EXERCISE:
Please extract every line in the records below that contains the string "helmet". Matches are case-sensitive.

[Entries from a dataset]

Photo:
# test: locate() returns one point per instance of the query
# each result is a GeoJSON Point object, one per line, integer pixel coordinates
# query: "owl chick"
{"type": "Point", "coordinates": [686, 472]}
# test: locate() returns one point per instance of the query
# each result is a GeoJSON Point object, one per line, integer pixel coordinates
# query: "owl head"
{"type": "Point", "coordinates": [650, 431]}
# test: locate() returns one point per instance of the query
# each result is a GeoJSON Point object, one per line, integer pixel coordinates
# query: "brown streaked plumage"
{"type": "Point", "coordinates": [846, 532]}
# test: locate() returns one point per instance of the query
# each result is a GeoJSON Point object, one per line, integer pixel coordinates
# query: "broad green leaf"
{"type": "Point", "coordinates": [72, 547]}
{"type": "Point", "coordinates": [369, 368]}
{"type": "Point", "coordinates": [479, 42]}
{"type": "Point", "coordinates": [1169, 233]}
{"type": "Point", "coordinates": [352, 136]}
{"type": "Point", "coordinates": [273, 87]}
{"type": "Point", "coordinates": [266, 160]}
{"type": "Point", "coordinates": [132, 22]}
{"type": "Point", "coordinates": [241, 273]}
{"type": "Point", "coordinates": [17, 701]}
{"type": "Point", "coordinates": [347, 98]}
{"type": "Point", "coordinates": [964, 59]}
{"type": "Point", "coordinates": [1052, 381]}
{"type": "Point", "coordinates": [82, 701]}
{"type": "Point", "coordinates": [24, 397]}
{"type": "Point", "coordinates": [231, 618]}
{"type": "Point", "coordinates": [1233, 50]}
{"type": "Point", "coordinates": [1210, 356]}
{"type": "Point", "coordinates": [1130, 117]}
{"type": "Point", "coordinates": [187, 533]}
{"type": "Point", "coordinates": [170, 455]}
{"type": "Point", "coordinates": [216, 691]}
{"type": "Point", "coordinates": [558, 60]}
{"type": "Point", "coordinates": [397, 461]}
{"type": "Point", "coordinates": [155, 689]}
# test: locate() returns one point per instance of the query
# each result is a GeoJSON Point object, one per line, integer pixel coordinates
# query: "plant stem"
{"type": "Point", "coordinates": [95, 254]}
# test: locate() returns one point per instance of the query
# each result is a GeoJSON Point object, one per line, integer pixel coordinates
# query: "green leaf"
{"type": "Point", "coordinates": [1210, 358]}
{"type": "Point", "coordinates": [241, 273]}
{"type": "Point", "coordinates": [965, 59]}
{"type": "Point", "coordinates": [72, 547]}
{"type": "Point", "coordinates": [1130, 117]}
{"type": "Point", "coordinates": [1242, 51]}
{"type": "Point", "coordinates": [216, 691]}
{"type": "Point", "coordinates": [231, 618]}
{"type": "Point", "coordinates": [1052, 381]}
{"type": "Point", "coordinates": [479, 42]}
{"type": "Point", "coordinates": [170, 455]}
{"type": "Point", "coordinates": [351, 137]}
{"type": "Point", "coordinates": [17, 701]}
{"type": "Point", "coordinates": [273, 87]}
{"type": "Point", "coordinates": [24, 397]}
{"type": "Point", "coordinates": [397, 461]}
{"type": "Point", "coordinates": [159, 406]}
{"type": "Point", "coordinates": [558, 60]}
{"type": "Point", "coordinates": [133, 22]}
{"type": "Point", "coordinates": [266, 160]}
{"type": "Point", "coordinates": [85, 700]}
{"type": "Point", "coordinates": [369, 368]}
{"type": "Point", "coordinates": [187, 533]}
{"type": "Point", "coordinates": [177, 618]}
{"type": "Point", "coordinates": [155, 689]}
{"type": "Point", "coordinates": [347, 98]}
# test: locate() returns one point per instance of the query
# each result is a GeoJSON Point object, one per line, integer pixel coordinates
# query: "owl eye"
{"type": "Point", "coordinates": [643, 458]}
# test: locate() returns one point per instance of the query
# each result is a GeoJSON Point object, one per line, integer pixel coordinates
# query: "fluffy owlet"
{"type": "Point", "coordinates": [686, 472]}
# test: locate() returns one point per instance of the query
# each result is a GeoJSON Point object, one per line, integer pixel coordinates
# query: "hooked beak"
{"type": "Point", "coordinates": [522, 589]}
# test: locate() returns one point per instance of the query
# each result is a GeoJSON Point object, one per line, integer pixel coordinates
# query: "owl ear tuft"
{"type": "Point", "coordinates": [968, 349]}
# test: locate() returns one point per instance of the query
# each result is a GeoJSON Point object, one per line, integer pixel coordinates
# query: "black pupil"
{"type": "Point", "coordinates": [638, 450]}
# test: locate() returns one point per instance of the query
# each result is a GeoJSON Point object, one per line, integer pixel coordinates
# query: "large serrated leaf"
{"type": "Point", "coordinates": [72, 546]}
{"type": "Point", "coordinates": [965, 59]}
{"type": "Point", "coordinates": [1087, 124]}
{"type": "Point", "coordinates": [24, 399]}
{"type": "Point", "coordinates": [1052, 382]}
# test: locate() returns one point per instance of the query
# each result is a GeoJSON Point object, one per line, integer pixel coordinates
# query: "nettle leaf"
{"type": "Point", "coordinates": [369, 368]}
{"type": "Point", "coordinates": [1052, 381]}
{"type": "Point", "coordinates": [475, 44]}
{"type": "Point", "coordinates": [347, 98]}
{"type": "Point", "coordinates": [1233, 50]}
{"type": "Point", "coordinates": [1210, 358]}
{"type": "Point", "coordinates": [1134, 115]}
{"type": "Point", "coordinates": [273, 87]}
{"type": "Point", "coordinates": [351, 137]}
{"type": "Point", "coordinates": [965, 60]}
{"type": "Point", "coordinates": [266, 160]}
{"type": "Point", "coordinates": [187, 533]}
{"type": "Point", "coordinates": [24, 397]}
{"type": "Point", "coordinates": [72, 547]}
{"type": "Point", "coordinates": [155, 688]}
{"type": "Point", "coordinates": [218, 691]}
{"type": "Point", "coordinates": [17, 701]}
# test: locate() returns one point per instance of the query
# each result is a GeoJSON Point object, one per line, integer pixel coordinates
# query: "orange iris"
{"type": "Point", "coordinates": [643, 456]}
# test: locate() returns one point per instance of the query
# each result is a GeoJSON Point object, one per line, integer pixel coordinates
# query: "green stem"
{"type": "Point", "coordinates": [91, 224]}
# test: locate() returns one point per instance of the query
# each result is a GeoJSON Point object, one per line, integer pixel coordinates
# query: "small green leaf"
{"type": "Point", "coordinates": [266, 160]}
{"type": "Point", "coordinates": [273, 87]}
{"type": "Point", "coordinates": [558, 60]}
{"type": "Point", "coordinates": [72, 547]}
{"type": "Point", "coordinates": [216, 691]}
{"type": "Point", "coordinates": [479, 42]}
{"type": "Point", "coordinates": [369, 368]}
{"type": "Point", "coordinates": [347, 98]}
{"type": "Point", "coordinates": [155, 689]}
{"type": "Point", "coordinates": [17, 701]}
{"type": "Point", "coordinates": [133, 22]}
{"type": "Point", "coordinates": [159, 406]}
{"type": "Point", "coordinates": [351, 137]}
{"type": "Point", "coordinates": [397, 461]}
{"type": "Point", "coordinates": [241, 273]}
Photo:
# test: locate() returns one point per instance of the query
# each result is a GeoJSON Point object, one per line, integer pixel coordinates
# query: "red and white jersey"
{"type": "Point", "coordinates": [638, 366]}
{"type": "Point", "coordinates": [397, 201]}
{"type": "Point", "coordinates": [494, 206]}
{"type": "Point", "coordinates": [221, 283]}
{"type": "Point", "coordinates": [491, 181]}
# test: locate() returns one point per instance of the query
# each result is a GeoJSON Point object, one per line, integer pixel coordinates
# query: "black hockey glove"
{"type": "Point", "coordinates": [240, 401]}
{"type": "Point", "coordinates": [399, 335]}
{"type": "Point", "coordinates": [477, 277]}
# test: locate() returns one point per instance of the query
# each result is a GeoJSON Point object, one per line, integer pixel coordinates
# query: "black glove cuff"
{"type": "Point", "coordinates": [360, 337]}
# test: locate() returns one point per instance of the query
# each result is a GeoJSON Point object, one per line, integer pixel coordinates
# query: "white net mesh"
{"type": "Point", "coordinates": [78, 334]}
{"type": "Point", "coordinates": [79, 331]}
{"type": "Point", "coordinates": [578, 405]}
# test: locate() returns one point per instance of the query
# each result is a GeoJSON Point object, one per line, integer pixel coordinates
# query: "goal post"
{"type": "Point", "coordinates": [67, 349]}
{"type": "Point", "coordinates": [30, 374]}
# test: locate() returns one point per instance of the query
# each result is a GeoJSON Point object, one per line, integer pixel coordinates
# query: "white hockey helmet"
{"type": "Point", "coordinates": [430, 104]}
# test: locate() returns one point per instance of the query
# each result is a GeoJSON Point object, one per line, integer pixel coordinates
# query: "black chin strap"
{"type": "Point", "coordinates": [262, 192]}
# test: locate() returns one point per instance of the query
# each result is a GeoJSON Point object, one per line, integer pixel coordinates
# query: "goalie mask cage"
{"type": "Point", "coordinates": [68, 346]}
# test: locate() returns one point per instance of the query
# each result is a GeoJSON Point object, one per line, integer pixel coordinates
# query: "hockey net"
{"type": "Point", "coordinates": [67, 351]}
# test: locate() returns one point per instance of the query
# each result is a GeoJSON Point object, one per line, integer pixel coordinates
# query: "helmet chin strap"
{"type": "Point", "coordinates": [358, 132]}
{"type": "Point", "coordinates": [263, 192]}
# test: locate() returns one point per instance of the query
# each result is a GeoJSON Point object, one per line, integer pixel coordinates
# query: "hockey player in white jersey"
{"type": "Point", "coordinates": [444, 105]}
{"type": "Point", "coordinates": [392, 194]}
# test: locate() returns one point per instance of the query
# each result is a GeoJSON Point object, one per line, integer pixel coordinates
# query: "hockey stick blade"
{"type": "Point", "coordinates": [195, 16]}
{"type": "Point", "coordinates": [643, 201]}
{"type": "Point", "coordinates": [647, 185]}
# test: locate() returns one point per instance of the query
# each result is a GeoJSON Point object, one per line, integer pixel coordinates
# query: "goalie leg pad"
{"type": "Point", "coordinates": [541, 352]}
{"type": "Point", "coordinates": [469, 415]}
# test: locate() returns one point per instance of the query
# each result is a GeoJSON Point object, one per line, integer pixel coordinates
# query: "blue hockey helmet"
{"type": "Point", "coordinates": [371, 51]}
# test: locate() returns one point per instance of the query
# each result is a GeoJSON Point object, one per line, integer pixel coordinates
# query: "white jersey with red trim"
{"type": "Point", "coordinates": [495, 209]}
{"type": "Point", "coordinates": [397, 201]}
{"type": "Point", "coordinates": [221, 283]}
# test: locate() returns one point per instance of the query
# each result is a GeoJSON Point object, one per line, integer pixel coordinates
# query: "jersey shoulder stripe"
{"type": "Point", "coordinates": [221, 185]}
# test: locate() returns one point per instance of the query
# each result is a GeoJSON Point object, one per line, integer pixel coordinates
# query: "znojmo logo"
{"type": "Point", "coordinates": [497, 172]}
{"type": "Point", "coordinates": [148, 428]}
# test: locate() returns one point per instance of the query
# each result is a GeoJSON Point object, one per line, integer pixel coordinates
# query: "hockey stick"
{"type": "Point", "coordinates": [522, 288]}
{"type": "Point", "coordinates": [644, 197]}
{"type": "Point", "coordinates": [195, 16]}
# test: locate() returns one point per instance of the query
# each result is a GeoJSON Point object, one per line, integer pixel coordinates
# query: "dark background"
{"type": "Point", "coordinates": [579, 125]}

THE SOLUTION:
# query: "white hockey helmet"
# query: "helmet chin strap"
# query: "blue hockey helmet"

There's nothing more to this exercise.